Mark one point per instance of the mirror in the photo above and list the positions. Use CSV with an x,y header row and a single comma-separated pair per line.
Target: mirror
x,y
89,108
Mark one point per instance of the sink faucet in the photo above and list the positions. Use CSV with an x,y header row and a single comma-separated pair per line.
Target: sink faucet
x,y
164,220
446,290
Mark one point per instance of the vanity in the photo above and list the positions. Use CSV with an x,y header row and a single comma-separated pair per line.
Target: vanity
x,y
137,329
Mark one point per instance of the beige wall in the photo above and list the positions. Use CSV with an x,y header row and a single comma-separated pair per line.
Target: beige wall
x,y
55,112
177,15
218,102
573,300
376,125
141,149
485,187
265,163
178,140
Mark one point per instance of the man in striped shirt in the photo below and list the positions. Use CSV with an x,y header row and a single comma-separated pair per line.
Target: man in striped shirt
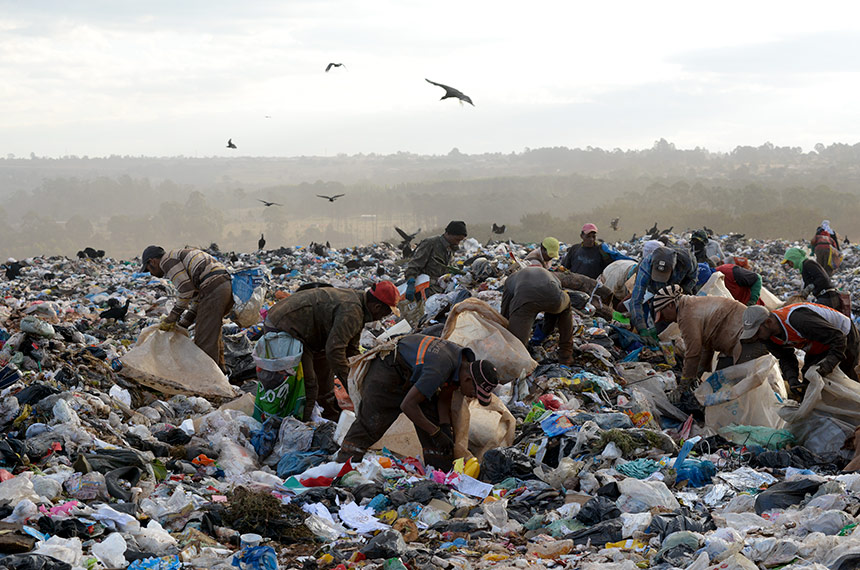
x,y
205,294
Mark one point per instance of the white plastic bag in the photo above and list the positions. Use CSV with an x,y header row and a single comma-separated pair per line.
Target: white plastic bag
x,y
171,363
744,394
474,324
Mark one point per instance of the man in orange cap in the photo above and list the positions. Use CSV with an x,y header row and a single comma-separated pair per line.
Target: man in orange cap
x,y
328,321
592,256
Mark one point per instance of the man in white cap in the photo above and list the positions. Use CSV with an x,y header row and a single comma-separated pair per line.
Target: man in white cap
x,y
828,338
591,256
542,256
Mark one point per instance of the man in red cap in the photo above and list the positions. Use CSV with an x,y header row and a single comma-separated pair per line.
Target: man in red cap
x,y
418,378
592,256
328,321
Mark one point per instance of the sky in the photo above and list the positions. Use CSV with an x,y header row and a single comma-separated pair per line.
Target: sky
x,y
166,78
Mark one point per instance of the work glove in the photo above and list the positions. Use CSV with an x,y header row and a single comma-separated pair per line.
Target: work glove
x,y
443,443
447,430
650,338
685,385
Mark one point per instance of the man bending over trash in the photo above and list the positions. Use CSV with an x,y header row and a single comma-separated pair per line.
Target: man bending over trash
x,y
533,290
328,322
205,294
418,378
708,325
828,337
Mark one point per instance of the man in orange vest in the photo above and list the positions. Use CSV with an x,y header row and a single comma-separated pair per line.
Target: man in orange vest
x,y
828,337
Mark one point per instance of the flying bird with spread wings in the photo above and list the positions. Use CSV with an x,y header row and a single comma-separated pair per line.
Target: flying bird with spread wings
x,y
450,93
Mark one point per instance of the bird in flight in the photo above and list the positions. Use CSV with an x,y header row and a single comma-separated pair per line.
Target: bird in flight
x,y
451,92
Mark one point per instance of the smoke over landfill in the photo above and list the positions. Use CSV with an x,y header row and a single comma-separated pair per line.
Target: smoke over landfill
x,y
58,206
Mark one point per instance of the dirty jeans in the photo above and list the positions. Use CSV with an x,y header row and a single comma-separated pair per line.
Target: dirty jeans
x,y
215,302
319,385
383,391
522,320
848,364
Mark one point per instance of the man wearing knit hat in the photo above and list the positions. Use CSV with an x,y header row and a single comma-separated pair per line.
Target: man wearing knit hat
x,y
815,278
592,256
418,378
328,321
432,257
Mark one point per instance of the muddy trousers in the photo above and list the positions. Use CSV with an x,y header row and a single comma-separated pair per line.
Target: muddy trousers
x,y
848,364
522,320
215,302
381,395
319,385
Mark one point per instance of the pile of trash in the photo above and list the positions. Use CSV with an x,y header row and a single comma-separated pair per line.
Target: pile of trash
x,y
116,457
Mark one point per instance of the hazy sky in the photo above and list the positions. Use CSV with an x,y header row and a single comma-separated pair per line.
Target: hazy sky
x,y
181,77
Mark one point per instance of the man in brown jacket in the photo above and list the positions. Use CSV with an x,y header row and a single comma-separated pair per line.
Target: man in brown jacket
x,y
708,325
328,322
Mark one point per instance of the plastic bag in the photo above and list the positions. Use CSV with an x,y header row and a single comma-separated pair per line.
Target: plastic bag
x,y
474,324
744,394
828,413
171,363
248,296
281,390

==

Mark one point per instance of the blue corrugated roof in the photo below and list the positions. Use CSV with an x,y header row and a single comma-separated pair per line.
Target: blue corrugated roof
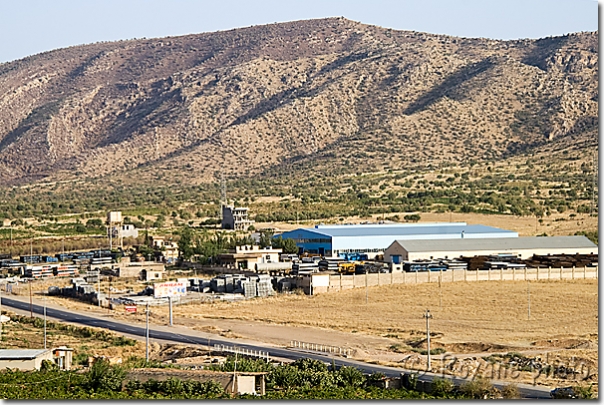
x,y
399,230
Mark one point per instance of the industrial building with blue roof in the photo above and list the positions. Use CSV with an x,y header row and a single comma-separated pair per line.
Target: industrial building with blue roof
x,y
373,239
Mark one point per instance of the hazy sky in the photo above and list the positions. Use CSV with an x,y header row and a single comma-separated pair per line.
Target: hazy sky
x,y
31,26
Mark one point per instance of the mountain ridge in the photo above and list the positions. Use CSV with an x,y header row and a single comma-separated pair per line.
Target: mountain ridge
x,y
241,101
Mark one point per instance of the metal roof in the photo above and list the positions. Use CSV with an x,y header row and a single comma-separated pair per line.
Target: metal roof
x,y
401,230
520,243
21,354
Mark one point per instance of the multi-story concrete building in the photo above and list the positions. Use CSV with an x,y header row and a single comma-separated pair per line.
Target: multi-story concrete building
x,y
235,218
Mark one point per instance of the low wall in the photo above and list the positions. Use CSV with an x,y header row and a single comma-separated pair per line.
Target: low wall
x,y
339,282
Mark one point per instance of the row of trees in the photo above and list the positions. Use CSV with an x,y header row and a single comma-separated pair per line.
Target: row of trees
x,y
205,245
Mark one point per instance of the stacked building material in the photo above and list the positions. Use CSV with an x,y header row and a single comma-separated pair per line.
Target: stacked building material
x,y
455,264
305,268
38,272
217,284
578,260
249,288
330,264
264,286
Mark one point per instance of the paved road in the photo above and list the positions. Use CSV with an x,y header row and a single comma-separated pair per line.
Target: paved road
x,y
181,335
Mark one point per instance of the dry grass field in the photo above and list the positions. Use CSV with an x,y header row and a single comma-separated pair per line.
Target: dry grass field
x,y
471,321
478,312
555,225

* Requirement
Every line in the records that holds the word "below" should be copied into the answer.

* Answer section
Mark one point per instance of the man in striped shirt in the photo below and list the positions. Use CSV with an x,y header row and a single comma-separated pair per line.
Mark one point per instance of the blue corrugated roof in the photo below and list the positions. Use CSV with an x,y header row and a single comma-separated pair per line.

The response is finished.